__What you will do__
• A. Please answer these questions from the musician's blog posts:
(i) What dates are Elizabeth Shepherd and the writer supposed to be on tour?
(ii) Where had the writer's wife returned from before they began self-isolating?
(iii) What two figures does one well-liked kind of agent ask for?
• B. Carry on with the musician's blog posts, picking up after their final sentence about the agent who is fast with email.

__Passage to read__
* * * * * * *

Well, I've taken down my "Upcoming Gigs" page for now, just because everything is either canceled or on hold for now.  Elizabeth Shepherd and I are supposed to be on tour from June 20-July 12 doing Canada's Jazz Festivals and other shows, and while they haven't been canceled, I can't say for certain they'll proceed.  The next few weeks of social distancing and isolation and what they do to the covid 19 virus will probably decide.  The good news is I've been succeeding in my goal of writing at least a couple of bars of music every day, and practicing the guitar more than I probably have in twenty years.  Maybe at the end of all this, I'll have a lot of new music and some new guitar licks, but on the other hand nothing beats playing and creating with other people, so maybe I'll just be maintaining what I can do the way all the basketball players trying to stay game ready are doing.  But creating seems to be good for my mental health, and it's nice to take a break from answering/sending emails, which is such a big part of being self employed.  If you're creating something, and want some guitar or collaboration, let me know!

Covid 19 

Well, with my wife having returned from a trip to Cuba, we're following Toronto Public Health's guidelines and self-isolating (and Toronto in general is doing that).

Like every musician I know, my gigs and teaching have been canceled (except for some video guitar lessons), and we're all looking forward to the federal government announcing some financial relief measures.   We're all missing our contact with other musicians and friends, but I'm trying to stay positive and use it as a time to do things with my family we don't always get to do, and to commit to creating music every day.  So far I've just been recording ideas into my phone, everything from 2 bar riffs to what seem like they'll turn into instrumental or vocal songs pretty easily.  But I'd love to lay down guitar tracks for other people, or write music together (send me a beat, a bass line, a lyric!), or find some other way to be creative with other people.  Whatever you are doing, I hope you can stay as positive as the Italians singing on their balconies

Agents - the Good, the Bad, The Ugly 

Ok I'm a musician first, but since I am booking shows at Hugh's Room Live, I do get to see things from a different perspective too, and I'm learning a lot about agents and what I like/don't like. Maybe these general thoughts are useful to those of you with agents, or seeking an agent, or maybe if you are an agent. 

Some agents literally write me " JOE SCHMOE(name of artist). Interested?" 

I have to admit, I'm usually not interested if that's all the agent wants to share with me, unless we're talking about an icon ("Stevie Wonder. Interested?" would work). No link to a video or audio or bio? I don't need a long pitch, but how about a complete sentence? 

On the other hand, some agents write me very enthusiastically about how their artist is on tour at a specific time, and they are routing close by, and they mention that they either know the club or have heard about it or they've clearly done their research. That agent is great because not only do they get my attention, I'm now going to take a look at the other acts they book because I think I'll like dealing with that agent. 

Of course, I spend quite a bit of time writing emails to agents myself because I want to book their artists. As far as I'm concerned, those agents should be quite happy to hear from me because ultimately I'm offering to put money in their pocket and fill another date on their artist's calendar. 

The agent I like is the one who emails back, "can I call you?" because that is so RARE, and we'll get it done pretty quickly if we're going to get it done, avoiding an extra ten emails. But I also the like the agent who just asks for the seating numbers and average ticket price, because they're clearly going to do some math and figure out a reasonable offer for the circumstances (or if we are even in the ballpark for their artist depending on who it is). If that agent is fast with email, that will get booked pretty quickly too.

* * * * * * *

__Dataset content__

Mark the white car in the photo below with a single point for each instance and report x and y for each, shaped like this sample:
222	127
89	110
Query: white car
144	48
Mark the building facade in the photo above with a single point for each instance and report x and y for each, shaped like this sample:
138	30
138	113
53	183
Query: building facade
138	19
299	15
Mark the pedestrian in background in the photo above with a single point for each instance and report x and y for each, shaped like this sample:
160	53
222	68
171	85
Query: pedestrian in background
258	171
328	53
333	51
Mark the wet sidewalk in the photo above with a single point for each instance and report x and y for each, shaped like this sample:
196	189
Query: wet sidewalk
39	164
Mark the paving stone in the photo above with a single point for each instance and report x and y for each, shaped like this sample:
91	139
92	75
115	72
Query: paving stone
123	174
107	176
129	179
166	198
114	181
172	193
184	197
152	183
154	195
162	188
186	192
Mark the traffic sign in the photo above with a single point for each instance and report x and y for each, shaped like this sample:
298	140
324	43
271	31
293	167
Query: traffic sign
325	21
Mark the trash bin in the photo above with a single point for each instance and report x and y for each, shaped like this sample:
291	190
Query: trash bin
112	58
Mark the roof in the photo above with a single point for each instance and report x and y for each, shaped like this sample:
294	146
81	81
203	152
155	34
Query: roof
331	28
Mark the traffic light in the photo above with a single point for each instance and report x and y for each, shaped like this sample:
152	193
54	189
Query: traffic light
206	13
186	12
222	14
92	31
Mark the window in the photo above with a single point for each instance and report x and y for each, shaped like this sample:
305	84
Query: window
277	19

* * * * * * *

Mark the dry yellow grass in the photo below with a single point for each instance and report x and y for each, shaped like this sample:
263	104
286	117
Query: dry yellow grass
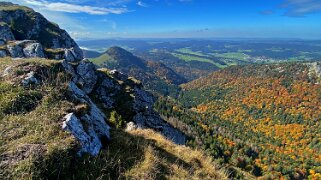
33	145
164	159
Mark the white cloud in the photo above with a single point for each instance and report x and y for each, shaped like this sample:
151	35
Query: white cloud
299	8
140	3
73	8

* * * * * * *

__Answers for the exercise__
• A.
(i) June 20 to July 12.
(ii) Cuba.
(iii) The seating numbers and the average ticket price.

• B.
On the other hand, some agents just email me back asking me to fill out their attached offer sheet. That's it, nothing else in their email, and no indication of enthusiasm. Not even a confirmation of whether the artist is available when I want them. Really? You're not going to tell me basic details like if the date I have in mind works? Not any mention of the group the artist is touring (because many people have different album projects or perform both solo or with a band). How can I blindly fill out a generic offer sheet without being told what I'm buying? If I'm covering expenses, shouldn't I know that it's not a solo act but a 5-piece band (because of course they want hotel rooms)? I can't tell if that's laziness, lack of time, or arrogance, but it inevitably means 4 more emails back and forth, each one only answering one specific question with no anticipation of the next question. And these are pro agents, so surely they know those questions are coming in the next email. What is the upside to this approach? Is it a way of filtering out the gigs they don't want? 

Finally, some agents respond to me enthusiastically but then are either so overworked or disorganized that they forget to follow up, and I end up having to chase them so that they can take the gig I'm offering their artist. Except of course, sometimes I don't followup I just move on to someone else. If I'm that agent's artist, I'm probably not working as much as I could be.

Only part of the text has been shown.